What you need to do
How many lines in the rows below contain the string "phrase", with case counting? Give only the number.

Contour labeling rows
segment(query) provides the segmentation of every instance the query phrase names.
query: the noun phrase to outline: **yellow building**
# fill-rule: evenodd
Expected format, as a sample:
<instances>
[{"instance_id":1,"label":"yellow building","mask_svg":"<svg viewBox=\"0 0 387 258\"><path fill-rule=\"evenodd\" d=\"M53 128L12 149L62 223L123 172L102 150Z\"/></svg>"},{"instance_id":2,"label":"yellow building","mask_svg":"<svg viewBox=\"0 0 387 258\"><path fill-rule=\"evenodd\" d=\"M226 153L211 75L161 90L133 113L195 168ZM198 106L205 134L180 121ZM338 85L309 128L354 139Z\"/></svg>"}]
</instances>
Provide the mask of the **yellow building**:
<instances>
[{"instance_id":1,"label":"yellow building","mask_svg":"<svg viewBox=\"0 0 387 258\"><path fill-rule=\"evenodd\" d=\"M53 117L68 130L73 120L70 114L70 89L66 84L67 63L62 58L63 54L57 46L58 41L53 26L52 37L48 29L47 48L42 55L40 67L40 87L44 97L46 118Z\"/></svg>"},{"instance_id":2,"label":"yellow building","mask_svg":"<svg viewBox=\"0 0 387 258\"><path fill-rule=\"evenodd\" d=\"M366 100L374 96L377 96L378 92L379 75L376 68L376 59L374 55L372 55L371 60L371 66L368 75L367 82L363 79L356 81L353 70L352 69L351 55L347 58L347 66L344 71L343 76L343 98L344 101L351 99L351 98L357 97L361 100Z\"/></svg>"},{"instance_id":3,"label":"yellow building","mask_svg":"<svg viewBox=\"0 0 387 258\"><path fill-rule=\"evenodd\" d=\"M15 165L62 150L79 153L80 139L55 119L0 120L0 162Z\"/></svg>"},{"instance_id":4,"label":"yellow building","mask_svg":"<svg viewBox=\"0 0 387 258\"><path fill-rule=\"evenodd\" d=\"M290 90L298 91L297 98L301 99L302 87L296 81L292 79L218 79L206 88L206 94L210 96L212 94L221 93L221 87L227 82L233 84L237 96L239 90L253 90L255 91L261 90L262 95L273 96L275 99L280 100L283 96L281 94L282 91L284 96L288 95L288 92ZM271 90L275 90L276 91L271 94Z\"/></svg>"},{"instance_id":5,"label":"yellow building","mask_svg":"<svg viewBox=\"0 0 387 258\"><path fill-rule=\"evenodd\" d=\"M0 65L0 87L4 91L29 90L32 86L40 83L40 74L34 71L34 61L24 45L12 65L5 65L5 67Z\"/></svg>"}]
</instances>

Full answer
2